■ Textauszug
-------------------------
DAS ZEITALTER NACH BIEDENKOPF MUSS SCHON JETZT BEGINNEN
: Sächsische Demokratie

Jetzt sind die Hoffnungsträger der CDU in Sachsen angetreten: Bevor ein neuer Landesvorsitzender gewählt wird, stellen sich die Kandidaten dem Parteivolk auf drei Regionalkonferenzen. Aus dem Kabinett kommt Steffen Flath, seines Zeichens Erzgebirgler und Landwirtschaftsminister, aus der innerparteilichen Opposition der Sauerländer und Exfinanzminister Georg Milbradt. Flath wurde von Kurt Biedenkopf persönlich ins Rennen geschickt, Milbradt nach zehn Jahren vom Sachsen-Regenten persönlich aus dem Amt gemobbt. Diese Konstellation macht klar, worüber die Delegierten am 15. September entscheiden: Entweder beginnt die sächsische Union das Zeitalter nach Biedenkopf schon jetzt, oder aber sie restauriert die Herrschaft des Monarchen.

Kurt Biedenkopf, für den Partei nie Heimat, allenfalls Instrument war, hat sich an der Elbe geschickt eingerichtet. Nicht nur, dass sein Adlatus Fritz Hähle der Unionsfraktion vorsteht – Biedenkopf installierte ihn auch als Parteichef. Die Partei, das bin ich: Regieren in Sachsen erscheint uns nur deshalb derart monarchisch, weil die CDU hier gleichgeschaltet ist. Kritik an seiner Amtsführung? Kennt Biedenkopf allenfalls aus Oppositionsreihen. Und die sind an der Elbe bekanntlich nicht sehr machtvoll.

Um seine Kritiker weiterhin zu zähmen, hat Biedenkopf jetzt seine Helfer ausgesandt, den Herausforderer Milbradt zu bekämpfen. Mal streut die Staatskanzlei Gerüchte über Postenschacherei, mit der sich der Exfinanzminister Stimmen sichern möchte, mal kursieren Erklärungen, nach denen die Sachsen „geborene Kapitalisten“ wie Milbradt satt haben. Und Hähle erklärte eine Wahl Milbradts gar zum „Misstrauensvotum gegen Biedenkopf“.
-------------------------
■ Aufgabe A
Wandle einen Abschnitt der Datensätze in eine Markdown-Tabelle mit den Spalten „Nr.“ und „Zeile“ um. Beginne mit der Zeile, die „Q: Put a point on each instance of the white hard“ enthält, höre nach der Zeile mit „x=572 y=496“ auf und lass Leerzeilen weg.
Der Text und die Datensätze stehen in keinem Zusammenhang.
-------------------------
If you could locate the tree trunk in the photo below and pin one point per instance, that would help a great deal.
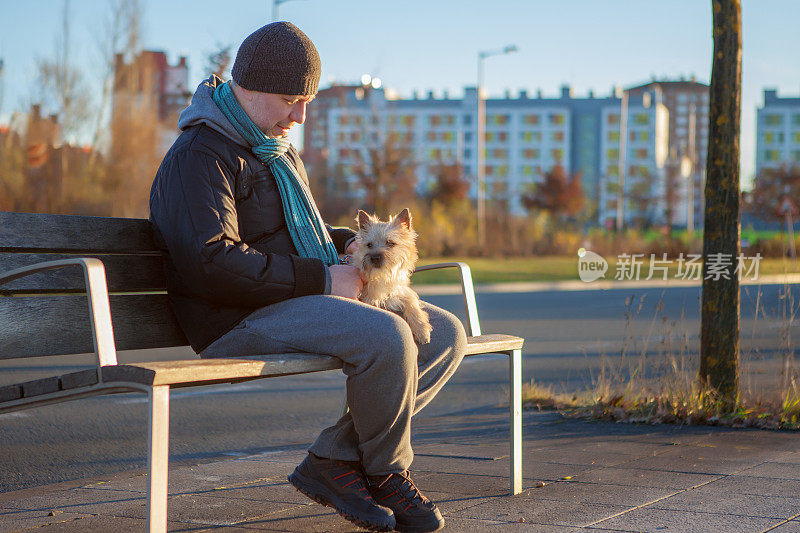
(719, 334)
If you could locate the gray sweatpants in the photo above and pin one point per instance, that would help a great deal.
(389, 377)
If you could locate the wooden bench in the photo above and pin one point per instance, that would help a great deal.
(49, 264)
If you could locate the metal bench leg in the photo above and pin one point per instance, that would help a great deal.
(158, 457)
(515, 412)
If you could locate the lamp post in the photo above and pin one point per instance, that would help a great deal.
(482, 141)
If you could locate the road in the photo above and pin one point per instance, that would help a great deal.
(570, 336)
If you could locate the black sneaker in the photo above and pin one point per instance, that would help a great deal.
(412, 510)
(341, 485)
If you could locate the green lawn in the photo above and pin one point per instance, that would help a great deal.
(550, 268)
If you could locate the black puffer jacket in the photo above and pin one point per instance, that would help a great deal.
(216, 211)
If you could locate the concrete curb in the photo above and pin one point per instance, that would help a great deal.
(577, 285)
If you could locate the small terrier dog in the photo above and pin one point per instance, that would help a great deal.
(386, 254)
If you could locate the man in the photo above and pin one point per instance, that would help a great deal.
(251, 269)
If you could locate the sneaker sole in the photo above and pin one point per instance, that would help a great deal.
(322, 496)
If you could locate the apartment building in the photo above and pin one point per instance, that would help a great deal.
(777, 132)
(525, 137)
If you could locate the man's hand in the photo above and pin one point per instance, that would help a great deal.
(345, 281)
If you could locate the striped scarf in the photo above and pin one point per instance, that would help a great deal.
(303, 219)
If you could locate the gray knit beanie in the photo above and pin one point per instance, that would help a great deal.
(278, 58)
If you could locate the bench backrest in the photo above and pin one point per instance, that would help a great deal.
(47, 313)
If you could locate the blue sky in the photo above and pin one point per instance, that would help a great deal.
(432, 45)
-------------------------
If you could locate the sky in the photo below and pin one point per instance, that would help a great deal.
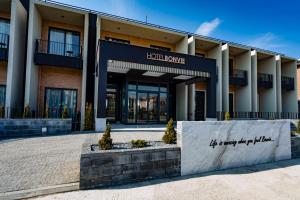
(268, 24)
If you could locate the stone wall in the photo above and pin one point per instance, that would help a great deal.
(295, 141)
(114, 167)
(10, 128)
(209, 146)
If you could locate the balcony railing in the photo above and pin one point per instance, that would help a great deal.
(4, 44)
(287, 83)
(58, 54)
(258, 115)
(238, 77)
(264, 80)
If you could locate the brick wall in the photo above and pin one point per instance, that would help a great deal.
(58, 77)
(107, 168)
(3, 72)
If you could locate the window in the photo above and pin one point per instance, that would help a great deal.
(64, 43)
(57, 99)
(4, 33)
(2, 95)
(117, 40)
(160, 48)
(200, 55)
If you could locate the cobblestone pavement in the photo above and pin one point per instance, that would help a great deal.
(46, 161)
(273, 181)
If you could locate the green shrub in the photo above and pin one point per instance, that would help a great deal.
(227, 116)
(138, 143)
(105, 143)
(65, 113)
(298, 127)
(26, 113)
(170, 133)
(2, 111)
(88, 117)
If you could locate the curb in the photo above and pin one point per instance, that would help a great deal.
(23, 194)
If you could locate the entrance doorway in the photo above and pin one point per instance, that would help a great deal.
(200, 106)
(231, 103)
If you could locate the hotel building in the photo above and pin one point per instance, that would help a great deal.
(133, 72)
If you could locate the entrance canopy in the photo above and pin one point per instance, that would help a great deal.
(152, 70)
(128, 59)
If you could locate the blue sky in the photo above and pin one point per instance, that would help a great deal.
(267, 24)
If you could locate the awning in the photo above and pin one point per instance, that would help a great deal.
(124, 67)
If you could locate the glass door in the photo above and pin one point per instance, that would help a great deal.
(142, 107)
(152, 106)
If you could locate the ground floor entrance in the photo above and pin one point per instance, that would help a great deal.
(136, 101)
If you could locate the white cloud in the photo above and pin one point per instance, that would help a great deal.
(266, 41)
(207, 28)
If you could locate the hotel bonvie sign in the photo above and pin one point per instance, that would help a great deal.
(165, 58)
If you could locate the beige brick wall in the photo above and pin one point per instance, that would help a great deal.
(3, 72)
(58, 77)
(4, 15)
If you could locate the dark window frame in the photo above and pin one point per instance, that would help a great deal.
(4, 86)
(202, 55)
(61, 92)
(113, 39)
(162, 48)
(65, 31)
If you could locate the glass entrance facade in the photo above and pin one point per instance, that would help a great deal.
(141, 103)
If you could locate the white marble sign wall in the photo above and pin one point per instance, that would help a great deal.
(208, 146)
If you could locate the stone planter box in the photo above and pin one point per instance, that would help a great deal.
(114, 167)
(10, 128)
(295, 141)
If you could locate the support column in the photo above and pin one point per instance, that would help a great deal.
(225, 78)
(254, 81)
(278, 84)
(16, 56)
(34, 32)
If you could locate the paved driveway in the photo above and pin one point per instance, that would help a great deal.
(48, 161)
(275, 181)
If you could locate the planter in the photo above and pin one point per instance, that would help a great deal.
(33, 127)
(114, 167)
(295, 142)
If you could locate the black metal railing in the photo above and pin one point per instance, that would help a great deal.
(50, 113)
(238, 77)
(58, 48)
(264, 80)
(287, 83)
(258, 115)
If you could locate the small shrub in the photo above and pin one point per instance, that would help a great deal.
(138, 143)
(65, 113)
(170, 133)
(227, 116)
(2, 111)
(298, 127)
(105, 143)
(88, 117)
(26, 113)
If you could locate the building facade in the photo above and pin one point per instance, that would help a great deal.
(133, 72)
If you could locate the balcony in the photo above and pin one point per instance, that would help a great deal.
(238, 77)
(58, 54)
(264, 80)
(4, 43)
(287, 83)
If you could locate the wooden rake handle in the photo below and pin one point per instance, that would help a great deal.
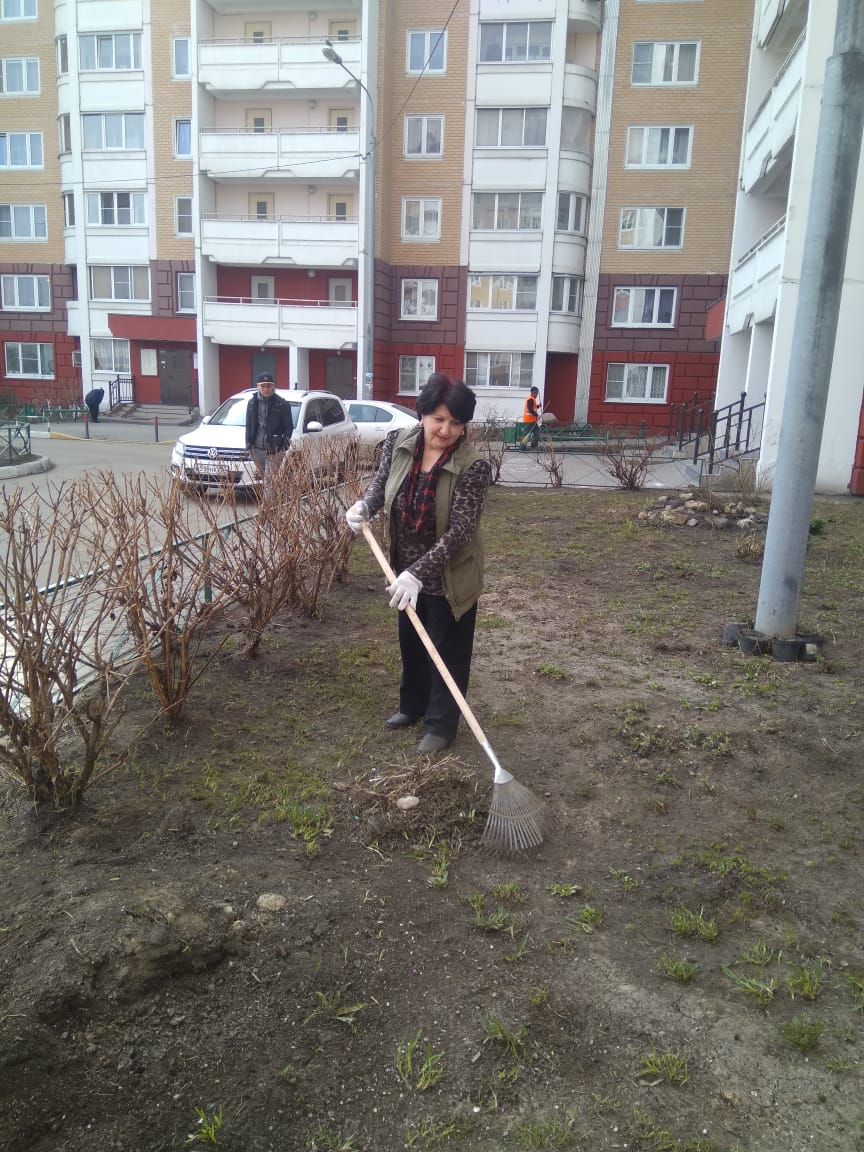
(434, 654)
-------------------------
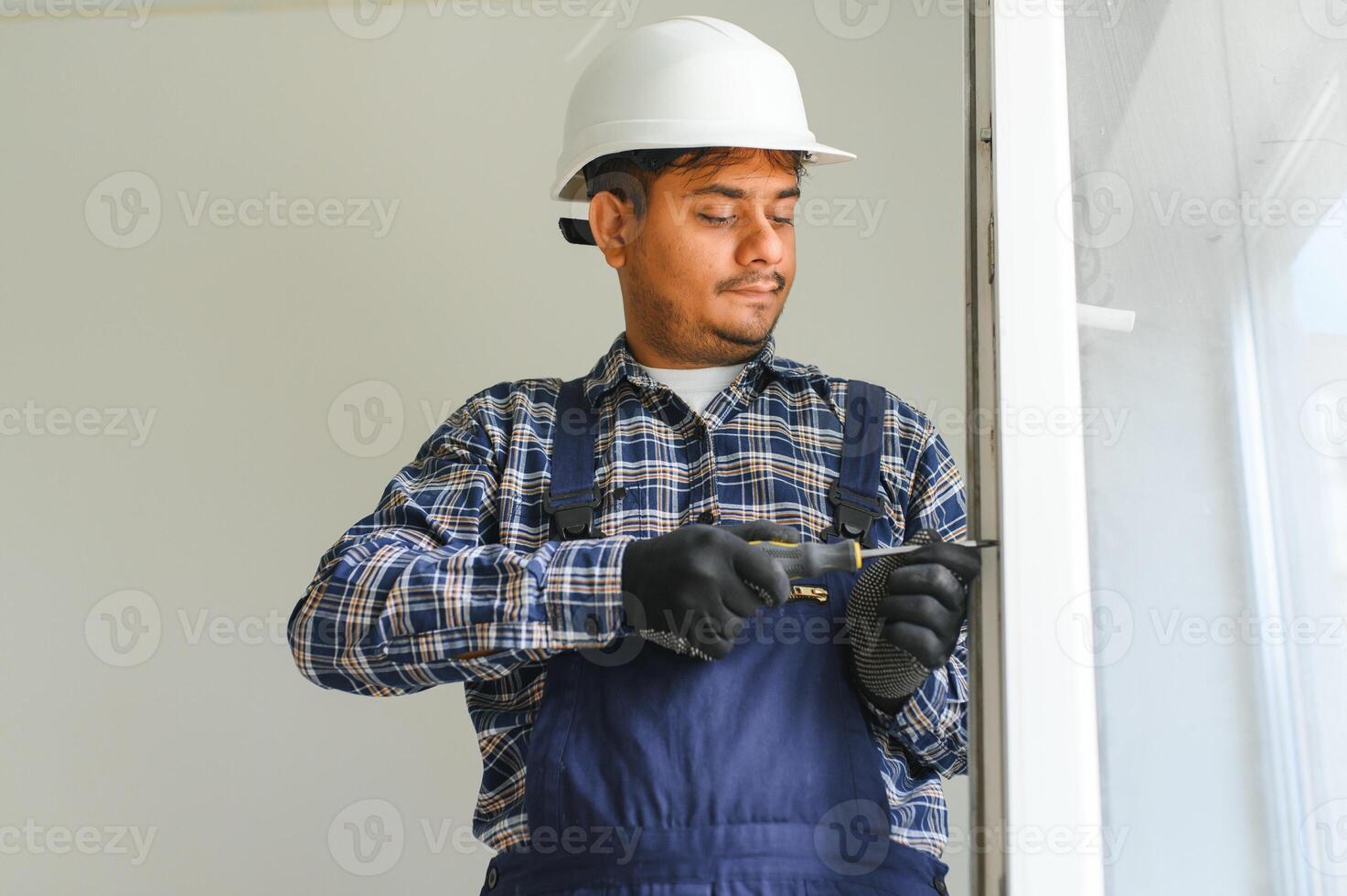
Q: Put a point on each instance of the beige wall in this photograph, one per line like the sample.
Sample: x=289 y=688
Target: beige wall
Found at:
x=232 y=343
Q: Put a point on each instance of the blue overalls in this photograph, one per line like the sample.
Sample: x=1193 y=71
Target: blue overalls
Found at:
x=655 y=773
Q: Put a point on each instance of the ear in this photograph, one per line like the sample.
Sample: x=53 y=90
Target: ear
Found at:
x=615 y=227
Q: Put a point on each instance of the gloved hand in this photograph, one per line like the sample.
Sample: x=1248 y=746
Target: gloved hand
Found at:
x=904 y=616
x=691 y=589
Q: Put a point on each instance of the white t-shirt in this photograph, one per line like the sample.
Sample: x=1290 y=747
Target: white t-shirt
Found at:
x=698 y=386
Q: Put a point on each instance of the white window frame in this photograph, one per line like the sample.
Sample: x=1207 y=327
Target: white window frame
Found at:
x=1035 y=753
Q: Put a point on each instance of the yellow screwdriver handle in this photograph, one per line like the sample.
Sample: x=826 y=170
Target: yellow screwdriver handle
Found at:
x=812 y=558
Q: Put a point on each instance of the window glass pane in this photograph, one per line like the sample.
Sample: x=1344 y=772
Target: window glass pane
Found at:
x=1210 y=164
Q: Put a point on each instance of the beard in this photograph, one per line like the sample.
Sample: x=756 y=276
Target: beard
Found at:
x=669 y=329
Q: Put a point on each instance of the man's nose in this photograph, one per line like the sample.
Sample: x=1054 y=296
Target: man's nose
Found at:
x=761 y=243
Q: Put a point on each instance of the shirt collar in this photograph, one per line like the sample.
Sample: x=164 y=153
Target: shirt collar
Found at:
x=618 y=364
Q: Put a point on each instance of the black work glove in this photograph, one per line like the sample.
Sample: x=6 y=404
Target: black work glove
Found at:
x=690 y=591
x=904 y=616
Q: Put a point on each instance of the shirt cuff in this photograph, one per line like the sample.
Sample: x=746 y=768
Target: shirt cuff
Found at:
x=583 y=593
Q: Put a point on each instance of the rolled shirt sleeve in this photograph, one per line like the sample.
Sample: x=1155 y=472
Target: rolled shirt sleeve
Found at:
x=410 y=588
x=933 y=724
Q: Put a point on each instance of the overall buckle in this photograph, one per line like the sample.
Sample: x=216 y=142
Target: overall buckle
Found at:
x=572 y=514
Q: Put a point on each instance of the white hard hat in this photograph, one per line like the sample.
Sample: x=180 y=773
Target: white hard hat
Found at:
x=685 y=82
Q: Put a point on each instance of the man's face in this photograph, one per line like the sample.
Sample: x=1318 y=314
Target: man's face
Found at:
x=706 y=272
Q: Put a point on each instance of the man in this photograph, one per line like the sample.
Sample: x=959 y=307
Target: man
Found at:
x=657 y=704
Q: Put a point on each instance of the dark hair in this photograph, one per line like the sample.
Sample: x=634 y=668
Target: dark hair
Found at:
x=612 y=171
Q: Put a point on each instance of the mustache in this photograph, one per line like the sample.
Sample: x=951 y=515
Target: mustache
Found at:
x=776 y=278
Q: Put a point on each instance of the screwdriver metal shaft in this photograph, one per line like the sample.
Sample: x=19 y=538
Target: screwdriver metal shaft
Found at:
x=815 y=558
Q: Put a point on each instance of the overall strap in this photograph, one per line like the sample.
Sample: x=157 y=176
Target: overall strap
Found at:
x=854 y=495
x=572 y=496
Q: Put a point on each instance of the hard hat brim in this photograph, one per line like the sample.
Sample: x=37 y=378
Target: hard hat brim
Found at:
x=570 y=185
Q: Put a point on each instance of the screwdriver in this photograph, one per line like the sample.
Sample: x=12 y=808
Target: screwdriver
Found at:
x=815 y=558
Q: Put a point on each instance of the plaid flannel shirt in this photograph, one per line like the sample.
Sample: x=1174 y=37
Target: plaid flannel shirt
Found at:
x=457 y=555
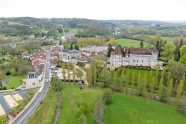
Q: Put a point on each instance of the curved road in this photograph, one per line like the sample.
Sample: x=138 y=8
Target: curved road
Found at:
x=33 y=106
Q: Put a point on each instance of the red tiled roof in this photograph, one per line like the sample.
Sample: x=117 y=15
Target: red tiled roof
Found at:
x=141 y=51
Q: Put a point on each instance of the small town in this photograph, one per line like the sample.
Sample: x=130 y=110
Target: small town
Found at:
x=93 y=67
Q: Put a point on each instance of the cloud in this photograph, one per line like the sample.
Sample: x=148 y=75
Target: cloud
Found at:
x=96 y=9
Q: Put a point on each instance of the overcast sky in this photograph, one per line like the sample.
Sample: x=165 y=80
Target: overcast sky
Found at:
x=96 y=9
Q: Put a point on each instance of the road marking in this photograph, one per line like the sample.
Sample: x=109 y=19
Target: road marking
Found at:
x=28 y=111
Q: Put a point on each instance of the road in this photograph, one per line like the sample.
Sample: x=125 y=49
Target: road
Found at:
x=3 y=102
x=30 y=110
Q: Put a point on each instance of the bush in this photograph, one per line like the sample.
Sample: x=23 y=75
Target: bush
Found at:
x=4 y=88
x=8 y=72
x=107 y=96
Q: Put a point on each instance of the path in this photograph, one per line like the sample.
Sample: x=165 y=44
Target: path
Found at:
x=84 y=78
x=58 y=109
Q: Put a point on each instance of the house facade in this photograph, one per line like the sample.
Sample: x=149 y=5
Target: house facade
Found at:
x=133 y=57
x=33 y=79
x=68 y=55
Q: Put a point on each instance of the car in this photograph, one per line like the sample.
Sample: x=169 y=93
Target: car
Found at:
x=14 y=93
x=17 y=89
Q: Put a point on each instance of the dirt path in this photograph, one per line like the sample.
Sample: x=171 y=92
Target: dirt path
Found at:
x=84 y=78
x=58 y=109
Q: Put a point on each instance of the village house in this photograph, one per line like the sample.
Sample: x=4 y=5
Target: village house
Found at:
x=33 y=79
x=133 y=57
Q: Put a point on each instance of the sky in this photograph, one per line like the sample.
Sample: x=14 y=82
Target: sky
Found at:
-------------------------
■ Aufgabe B
Führe den Kommentar über die Wahl des sächsischen CDU-Landesvorsitzenden im Anschluss an seinen letzten Satz fort.

■ Lösung A
| Nr. | Zeile |
|---|---|
| 1 | Q: Put a point on each instance of the white hard hat in this photograph, one per line like the sample. |
| 2 | Sample: x=180 y=773 |
| 3 | Target: white hard hat |
| 4 | Found at: |
| 5 | x=685 y=82 |
| 6 | Q: Put a point on each instance of the man's face in this photograph, one per line like the sample. |
| 7 | Sample: x=1318 y=314 |
| 8 | Target: man's face |
| 9 | Found at: |
| 10 | x=706 y=272 |
| 11 | Q: Put a point on each instance of the man in this photograph, one per line like the sample. |
| 12 | Sample: x=959 y=307 |
| 13 | Target: man |
| 14 | Found at: |
| 15 | x=657 y=704 |
| 16 | Q: Put a point on each instance of the dark hair in this photograph, one per line like the sample. |
| 17 | Sample: x=634 y=668 |
| 18 | Target: dark hair |
| 19 | Found at: |
| 20 | x=612 y=171 |
| 21 | Q: Put a point on each instance of the mustache in this photograph, one per line like the sample. |
| 22 | Sample: x=951 y=515 |
| 23 | Target: mustache |
| 24 | Found at: |
| 25 | x=776 y=278 |
| 26 | Q: Put a point on each instance of the screwdriver metal shaft in this photograph, one per line like the sample. |
| 27 | Sample: x=19 y=538 |
| 28 | Target: screwdriver metal shaft |
| 29 | Found at: |
| 30 | x=815 y=558 |
| 31 | Q: Put a point on each instance of the overall strap in this photograph, one per line like the sample. |
| 32 | Sample: x=157 y=176 |
| 33 | Target: overall strap |
| 34 | Found at: |
| 35 | x=854 y=495 |
| 36 | x=572 y=496 |

■ Lösung B
Folgen dem die Delegierten und votieren sie für Flath, bleibt alles beim Alten. Entscheiden sie sich aber für Milbradt, wird die Partei aus Biedenkopfs Schatten treten. Klar ist nämlich: Der Gewinner hat beste Karten, nächster Ministerpräsident von Sachsen zu werden. Allerdings muss sich der neue Parteichef bis zur Sachsenwahl 2004 gehörig profilieren. Flath wird das auf repräsentativem Weg vom Kabinettstisch aus versuchen. Einem Parteichef Milbradt aber bleibt nichts anderes, als sich inhaltlich in Politik einzumischen. Nichts scheut Biedenkopf so sehr wie das: einen designierten Nachfolger, der seine Arbeit hinterfragt.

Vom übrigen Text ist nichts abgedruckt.